• Exercise set:
1. From the passage on starfish regeneration, reproduce word for word the part that opens with the words containing "Source: Carnegie Mellon" and closes with "of cellular regeneration.".
2. According to the passage on starfish regeneration, which foundation funds the work of Hinman and Dahl?
3. Write what comes next in the passage on starfish regeneration, continuing after its final sentence.

• Passage provided:
Stem cells are the body’s raw material, able to become any type of cell the body needs: muscle cells, skin cells, blood cells, and more. In humans, when stem cells differentiate into these other cells, they are unable to change back, or de-differentiate. And they most definitely can’t turn into a different kind of cell. But this is not the case with starfish. Notably, if a starfish loses one of its arms, it can grow it back just the same. This is due to the starfish’s unique cells, which can de-differentiate themselves from skin or muscle cells back into stem cells. While this regenerative capability in itself is incredible, Hinman’s preliminary research has shown an even more incredible ability.

Animation of a starfish embryo

Source: Carnegie Mellon University

Starfish embryo (Patiria Miniata) twelve days after fertilization.

“In the larval state, starfish have a distinctive head that contains their brain,” says Dahl. “If the head is removed or damaged, the differentiated cells that are definitely not neural cells will de-differentiate, crawl up to the head region, and regrow into neurons. To not only do this in the larval state, but to regrow something as complex as a brain—this is an amazing regenerative capability.”

Supported by funding from the DSF Charitable Foundation, Hinman and Dahl are working to understand just what in the starfish causes their cells to do this. While Hinman is focused on the fundamental science, Dahl’s lab is delving into the structure of the cells, cell crawling, and the biomechanics of cellular regeneration.

“While regenerative medicine is great, there’s still a lack of understanding of the fundamentals that govern how cells respecify themselves,” says Dahl. “The hope is that by studying a model organism like the starfish, and combining what we learn with our knowledge of human stem cells, we can use comparative genomics to understand the gene expression that allows starfish cells to respecify their programming.”

• Extracted information:
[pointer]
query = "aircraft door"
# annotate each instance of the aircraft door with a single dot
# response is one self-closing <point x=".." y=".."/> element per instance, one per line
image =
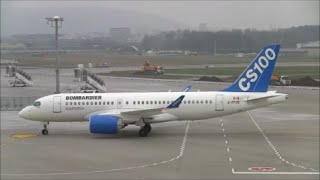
<point x="119" y="102"/>
<point x="57" y="104"/>
<point x="219" y="102"/>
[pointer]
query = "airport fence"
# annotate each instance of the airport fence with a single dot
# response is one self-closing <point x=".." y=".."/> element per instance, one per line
<point x="16" y="103"/>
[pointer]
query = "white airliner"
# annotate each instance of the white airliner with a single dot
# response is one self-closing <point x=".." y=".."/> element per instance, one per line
<point x="109" y="112"/>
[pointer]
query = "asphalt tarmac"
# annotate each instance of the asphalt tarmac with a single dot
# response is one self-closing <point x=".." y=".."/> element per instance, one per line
<point x="276" y="142"/>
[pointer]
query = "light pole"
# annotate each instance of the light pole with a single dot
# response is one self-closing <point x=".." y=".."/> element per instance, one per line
<point x="54" y="22"/>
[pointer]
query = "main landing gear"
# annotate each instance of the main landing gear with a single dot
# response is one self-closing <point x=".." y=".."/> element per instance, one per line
<point x="45" y="130"/>
<point x="144" y="131"/>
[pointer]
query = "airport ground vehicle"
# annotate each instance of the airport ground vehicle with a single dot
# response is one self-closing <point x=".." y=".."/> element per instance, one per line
<point x="152" y="69"/>
<point x="280" y="80"/>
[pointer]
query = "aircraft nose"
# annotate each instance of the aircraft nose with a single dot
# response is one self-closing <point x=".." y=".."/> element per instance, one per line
<point x="24" y="113"/>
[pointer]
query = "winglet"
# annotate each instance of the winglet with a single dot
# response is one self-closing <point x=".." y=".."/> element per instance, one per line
<point x="175" y="103"/>
<point x="187" y="88"/>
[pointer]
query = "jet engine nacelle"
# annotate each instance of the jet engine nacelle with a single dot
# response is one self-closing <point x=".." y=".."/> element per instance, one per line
<point x="105" y="124"/>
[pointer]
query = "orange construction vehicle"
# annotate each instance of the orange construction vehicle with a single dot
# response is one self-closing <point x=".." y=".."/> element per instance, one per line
<point x="280" y="80"/>
<point x="152" y="69"/>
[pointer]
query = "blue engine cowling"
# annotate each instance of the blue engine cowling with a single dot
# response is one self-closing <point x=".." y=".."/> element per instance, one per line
<point x="104" y="124"/>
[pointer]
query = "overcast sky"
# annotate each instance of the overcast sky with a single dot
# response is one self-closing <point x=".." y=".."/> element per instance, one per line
<point x="217" y="14"/>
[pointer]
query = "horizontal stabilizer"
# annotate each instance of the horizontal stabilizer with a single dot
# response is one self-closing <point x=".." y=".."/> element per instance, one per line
<point x="187" y="88"/>
<point x="259" y="98"/>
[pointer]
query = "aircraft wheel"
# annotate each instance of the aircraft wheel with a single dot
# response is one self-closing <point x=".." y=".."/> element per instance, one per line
<point x="143" y="132"/>
<point x="148" y="127"/>
<point x="44" y="132"/>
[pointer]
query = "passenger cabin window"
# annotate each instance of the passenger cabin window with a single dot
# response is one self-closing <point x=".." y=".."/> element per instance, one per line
<point x="36" y="103"/>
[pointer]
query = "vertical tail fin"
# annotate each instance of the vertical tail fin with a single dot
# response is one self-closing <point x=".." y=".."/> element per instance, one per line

• Written responses:
1.
Source: Carnegie Mellon University

Starfish embryo (Patiria Miniata) twelve days after fertilization.

“In the larval state, starfish have a distinctive head that contains their brain,” says Dahl. “If the head is removed or damaged, the differentiated cells that are definitely not neural cells will de-differentiate, crawl up to the head region, and regrow into neurons. To not only do this in the larval state, but to regrow something as complex as a brain—this is an amazing regenerative capability.”

Supported by funding from the DSF Charitable Foundation, Hinman and Dahl are working to understand just what in the starfish causes their cells to do this. While Hinman is focused on the fundamental science, Dahl’s lab is delving into the structure of the cells, cell crawling, and the biomechanics of cellular regeneration.

2. The DSF Charitable Foundation.

3.
To do this, Dahl is creating an artificial model of the starfish’s larval system to map the cells as they crawl to their new destination. With this artificial model, Dahl and her team can manipulate the chemical and mechanical factors that exist in the starfish embryo, blocking them one at a time until they find exactly what it is that tells the cells to de-differentiate back into stem cells, crawl up to the brain region, and become neuronal tissue. Once this factor has been isolated, the goal is to then be able to apply it to human cells, to tell those cells to de-differentiate so they can become whatever the patient needs.

I see it becoming the standard of care in the next ten years.

Kris Dahl, Professor, Chemical Engineering

Current therapies require stem cells to be harvested from a patient, then cultured over the course of days, in order to have enough to be reinjected back into the patient to help speed healing. But with this method, cells could be taken from any part of the body, de-differentiated back into stem cells, then re-differentiated into therapeutic cells. This could make the process of preparing stem cell therapy faster, easier, and most importantly, cheaper.

“If you could reduce stem cell therapy from $200,000 to $1,000—it would touch nearly every person’s life,” says Dahl. “Surgeons could include a stem cell injection with every major or minor surgery, helping patients heal 100 times faster. It’s quick healing; it’s reduced scarring. This could be like penicillin. I see it becoming the standard of care in the next ten years.”